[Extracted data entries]

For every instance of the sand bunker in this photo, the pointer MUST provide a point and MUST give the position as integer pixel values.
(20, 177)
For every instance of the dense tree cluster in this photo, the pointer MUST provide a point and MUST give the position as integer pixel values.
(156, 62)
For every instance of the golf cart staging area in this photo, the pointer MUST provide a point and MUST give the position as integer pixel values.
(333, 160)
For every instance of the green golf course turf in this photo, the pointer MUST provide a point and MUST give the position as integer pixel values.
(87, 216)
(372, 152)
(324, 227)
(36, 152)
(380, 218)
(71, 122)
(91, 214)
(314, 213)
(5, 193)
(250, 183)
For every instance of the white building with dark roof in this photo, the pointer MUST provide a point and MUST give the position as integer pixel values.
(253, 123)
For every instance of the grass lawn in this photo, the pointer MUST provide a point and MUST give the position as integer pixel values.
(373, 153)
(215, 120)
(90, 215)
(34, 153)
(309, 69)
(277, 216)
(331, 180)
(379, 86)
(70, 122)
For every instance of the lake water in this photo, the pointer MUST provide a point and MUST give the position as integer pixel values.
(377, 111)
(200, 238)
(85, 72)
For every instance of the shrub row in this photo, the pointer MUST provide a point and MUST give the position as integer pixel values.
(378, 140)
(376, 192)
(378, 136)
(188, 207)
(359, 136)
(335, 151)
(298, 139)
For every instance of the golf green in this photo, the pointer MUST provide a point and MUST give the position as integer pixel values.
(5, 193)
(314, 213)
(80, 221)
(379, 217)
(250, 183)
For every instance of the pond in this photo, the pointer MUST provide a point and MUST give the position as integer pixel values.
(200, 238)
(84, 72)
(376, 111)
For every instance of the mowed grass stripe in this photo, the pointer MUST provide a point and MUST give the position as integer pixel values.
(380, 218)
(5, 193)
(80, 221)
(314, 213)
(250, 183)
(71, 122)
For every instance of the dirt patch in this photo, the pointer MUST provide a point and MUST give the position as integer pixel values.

**Goal:**
Put every line of the items above into a Markdown table with the columns "No." and "Text", numbering the rows in order and skipping blank lines.

**Full solution:**
| No. | Text |
|---|---|
| 1 | For every instance of the sand bunker in this photo, the pointer MUST provide a point and MUST give the position as integer pixel values. |
| 2 | (20, 177) |
| 3 | For every instance of the dense tree cluster in this photo, the pointer MUST provide a point and MUST give the position as integer pixel values. |
| 4 | (156, 62) |
| 5 | For every instance of the golf cart staging area in this photo, the pointer MUST provide a point and MUST give the position as integer pixel values. |
| 6 | (333, 160) |
| 7 | For every instance of the green golf course turf in this photo, the pointer MUST provide a point and MUST give the position as integer pixel values. |
| 8 | (87, 216) |
| 9 | (372, 152) |
| 10 | (324, 227) |
| 11 | (36, 152) |
| 12 | (380, 218) |
| 13 | (71, 122) |
| 14 | (91, 214) |
| 15 | (314, 213) |
| 16 | (5, 193) |
| 17 | (250, 183) |
| 18 | For every instance of the white building with dark roof in this photo, the pointer MUST provide a point and MUST give the position as integer pixel values. |
| 19 | (253, 123) |
| 20 | For every instance of the grass lawn in this photo, the pointer MUST provide a point and MUST give the position as integer pixel values. |
| 21 | (373, 153) |
| 22 | (215, 120) |
| 23 | (90, 215) |
| 24 | (34, 153) |
| 25 | (309, 69) |
| 26 | (277, 216) |
| 27 | (331, 180) |
| 28 | (379, 86) |
| 29 | (70, 122) |
| 30 | For every instance of the lake water in this photo, the pointer MUST provide a point and MUST give the position as integer pixel values. |
| 31 | (377, 111) |
| 32 | (200, 238) |
| 33 | (85, 72) |
| 34 | For every instance of the shrub row in this photo, the pointer MUST provide a point and MUST give the position as integer pixel values. |
| 35 | (378, 140) |
| 36 | (376, 192) |
| 37 | (378, 136) |
| 38 | (188, 207) |
| 39 | (359, 136) |
| 40 | (335, 151) |
| 41 | (298, 139) |
| 42 | For every instance of the golf green in this photo, the pointer MUST provide a point and MUST give the position as integer pixel values. |
| 43 | (5, 193) |
| 44 | (314, 213) |
| 45 | (80, 221) |
| 46 | (379, 217) |
| 47 | (250, 183) |
| 48 | For every instance of the pond in this photo, the pointer MUST provide a point and MUST give the position as integer pixel values. |
| 49 | (200, 238) |
| 50 | (84, 72) |
| 51 | (376, 111) |
| 52 | For every instance of the mowed grass stripe in this photo, the pointer MUST provide a point and MUST give the position as integer pixel values. |
| 53 | (380, 218) |
| 54 | (5, 193) |
| 55 | (80, 221) |
| 56 | (314, 213) |
| 57 | (250, 183) |
| 58 | (71, 122) |
| 59 | For every instance of the dirt patch in this photo, the pointer MUST provide a point and MUST give the position as integer pixel values. |